Instructions to follow –
Leave every entry as it is and write the data out in full.
**********
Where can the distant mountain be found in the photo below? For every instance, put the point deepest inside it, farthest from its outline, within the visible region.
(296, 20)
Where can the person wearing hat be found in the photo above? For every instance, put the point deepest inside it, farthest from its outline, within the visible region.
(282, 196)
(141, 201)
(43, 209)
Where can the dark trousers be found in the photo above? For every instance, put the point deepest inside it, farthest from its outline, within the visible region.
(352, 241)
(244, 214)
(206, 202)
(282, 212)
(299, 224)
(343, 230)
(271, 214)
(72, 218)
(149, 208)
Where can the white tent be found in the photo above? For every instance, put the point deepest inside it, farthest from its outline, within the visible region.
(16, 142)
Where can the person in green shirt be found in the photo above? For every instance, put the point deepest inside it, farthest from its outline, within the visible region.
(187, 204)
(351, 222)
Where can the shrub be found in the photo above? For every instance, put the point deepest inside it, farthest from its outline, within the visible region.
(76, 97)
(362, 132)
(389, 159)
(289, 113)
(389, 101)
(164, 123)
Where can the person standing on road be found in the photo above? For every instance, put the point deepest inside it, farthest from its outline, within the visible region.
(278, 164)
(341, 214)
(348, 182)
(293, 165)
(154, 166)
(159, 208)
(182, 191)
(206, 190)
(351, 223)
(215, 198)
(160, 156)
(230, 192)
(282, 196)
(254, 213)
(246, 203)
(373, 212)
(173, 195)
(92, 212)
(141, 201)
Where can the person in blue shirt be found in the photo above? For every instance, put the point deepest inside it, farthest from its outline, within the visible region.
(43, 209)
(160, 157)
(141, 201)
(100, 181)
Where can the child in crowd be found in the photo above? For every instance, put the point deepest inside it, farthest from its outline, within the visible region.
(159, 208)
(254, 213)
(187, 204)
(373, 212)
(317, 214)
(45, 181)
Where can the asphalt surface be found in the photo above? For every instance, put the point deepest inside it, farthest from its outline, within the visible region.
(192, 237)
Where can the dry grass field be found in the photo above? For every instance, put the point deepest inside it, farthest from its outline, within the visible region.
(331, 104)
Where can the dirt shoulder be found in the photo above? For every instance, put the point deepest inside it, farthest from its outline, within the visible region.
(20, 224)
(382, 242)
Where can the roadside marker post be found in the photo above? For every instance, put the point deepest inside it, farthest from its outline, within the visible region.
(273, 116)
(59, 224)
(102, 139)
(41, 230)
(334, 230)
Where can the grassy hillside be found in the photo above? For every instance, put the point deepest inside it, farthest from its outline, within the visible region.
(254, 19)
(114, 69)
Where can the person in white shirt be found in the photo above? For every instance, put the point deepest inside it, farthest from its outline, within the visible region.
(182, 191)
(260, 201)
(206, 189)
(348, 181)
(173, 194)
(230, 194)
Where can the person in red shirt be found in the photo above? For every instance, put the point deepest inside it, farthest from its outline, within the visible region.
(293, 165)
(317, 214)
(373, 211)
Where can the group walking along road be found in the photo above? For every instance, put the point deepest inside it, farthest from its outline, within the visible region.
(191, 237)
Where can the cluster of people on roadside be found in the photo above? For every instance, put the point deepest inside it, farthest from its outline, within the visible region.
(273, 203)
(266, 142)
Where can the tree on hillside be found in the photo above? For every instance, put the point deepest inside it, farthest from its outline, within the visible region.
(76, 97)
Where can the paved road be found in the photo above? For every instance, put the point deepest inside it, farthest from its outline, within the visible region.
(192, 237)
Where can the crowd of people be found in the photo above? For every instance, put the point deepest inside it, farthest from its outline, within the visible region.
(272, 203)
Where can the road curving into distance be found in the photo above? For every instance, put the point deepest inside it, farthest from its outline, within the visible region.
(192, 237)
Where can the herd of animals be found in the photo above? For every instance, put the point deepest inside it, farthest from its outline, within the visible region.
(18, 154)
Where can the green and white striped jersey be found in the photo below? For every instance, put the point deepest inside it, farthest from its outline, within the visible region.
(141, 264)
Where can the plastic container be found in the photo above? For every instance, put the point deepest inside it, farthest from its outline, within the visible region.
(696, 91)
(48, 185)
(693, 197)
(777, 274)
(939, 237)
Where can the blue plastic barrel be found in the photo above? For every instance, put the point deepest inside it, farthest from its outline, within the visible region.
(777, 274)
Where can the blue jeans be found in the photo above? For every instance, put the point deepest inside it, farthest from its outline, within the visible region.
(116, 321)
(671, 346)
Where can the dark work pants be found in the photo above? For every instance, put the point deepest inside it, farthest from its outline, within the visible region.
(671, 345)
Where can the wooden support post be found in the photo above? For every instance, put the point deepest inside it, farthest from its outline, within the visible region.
**********
Exercise response –
Where can the distant mountain be found in the photo below? For every instance, put the point deepest inside it, farthest from its outline, within the visible region.
(296, 20)
Where can the person wearing hat be found in the photo above? For every instance, put the point deepest inside it, farthest from its outline, within the visible region.
(282, 196)
(141, 201)
(43, 209)
Where can the dark trousers be found in the photo above? For every instance, put the point deepest inside it, farthest from its outline, within the visible region.
(352, 241)
(244, 214)
(206, 202)
(282, 212)
(299, 224)
(343, 230)
(271, 214)
(72, 218)
(149, 208)
Where can the white tent be found in the photo above? For every instance, put the point deepest inside it, farthest from its outline, within the visible region.
(16, 142)
Where can the person in green shirt be found in the photo above? For every instance, put the point deepest inside it, farthest from its outline, within the visible region.
(187, 204)
(351, 222)
Where can the shrub be found in the photo above? For every instance, put the point deepest inside it, farthest from its outline, within the visible region.
(76, 97)
(362, 132)
(389, 159)
(289, 113)
(389, 101)
(164, 123)
Where can the person standing on road be found in the photo above? For every instance, put the point deepest inside it, farthest from its outline, within the visible region.
(278, 164)
(341, 214)
(348, 182)
(293, 165)
(154, 166)
(159, 208)
(182, 191)
(206, 190)
(351, 223)
(215, 198)
(160, 156)
(230, 192)
(282, 196)
(254, 213)
(246, 203)
(373, 212)
(173, 195)
(92, 212)
(141, 201)
Where can the person in blue shirt be found in the photo above? For every instance, put the point deepest inside it, farthest from its outline, within the visible region.
(43, 209)
(160, 157)
(141, 201)
(100, 181)
Where can the child in crowd be found in the photo above? For every instance, put the point deepest inside it, farthest from its outline, within the visible region.
(159, 208)
(254, 213)
(187, 204)
(373, 212)
(317, 214)
(45, 181)
Where can the asphalt surface be found in the photo above? For every instance, put the point deepest inside it, farthest from its outline, within the visible region.
(192, 237)
Where can the dry grass field be found in the photo above? For every instance, put the point deepest inside it, farthest from its outline, within the visible region.
(331, 104)
Where can the dirt shoulder be found in the photo above? For every instance, put the point deepest inside it, farthest from its outline, within the visible region.
(20, 224)
(382, 242)
Where can the roadside marker post be found in the photo above? For every instance, put the point deepest inside it, farthest from its outline, within the visible region.
(273, 116)
(59, 224)
(102, 139)
(41, 230)
(334, 230)
Where can the grassy hillside be found in the photo above? For every instance, put the point deepest inside it, farthest from its outline, within the visible region.
(254, 19)
(114, 69)
Where can the person in white shirt be found in the photo above? For every instance, put the point deepest inside it, farthest from its outline, within the visible region.
(182, 191)
(260, 201)
(206, 189)
(348, 181)
(173, 194)
(230, 194)
Where can the person in red shirt be found in the photo above? For every instance, put the point deepest inside it, farthest from its outline, within the visible region.
(293, 165)
(317, 214)
(373, 211)
Where can the group walking along road be found in the photo above? For every instance, put the point deepest inside it, farthest from its outline, within the visible region.
(191, 237)
Where can the cluster of people on roadside be found in the photo above? For every instance, put the point deepest inside it, farthest from its outline, within the visible region.
(273, 203)
(266, 142)
Where can the tree on hillside be found in the photo above? For every instance, put the point deepest inside it, farthest from its outline, within the visible region.
(76, 97)
Where can the paved road be found in the photo above? For every instance, put the point deepest inside it, farthest from its outline, within the visible region.
(192, 237)
Where can the crowd of people be found in the photo above? For every instance, put the point deepest inside it, farthest from its outline, within the visible region.
(272, 203)
Where can the road curving into distance be found in the photo above? For every instance, put the point deepest inside it, farthest from its outline, within the visible region.
(192, 237)
Where can the herd of animals be found in the photo above? For every instance, put the point deepest inside it, farthest from its outline, within the visible region.
(18, 154)
Where can the green and white striped jersey be found in the photo below? For every instance, put the point deepest inside it, farthest from its outline, within the visible region.
(141, 264)
Where can the plastic container be found in the photo above? For every instance, put the point deepest inside it, farthest from its outline, within the visible region.
(696, 91)
(48, 185)
(693, 197)
(777, 274)
(939, 237)
Where can the blue plastic barrel be found in the photo above? For every instance, put the point deepest inside it, farthest from its outline, within the visible region.
(777, 274)
Where can the blue jeans be found in the photo above? For every instance, put the point deepest inside it, farthest from its outline, within the visible region.
(116, 321)
(671, 346)
Where can the dark work pants be found in the photo above? For every instance, put the point deepest inside it, farthest from its outline, within the visible region.
(671, 345)
Where can the wooden support post be found in the photo above? For every instance, put the point deepest inside it, farthest from its outline, within the visible region.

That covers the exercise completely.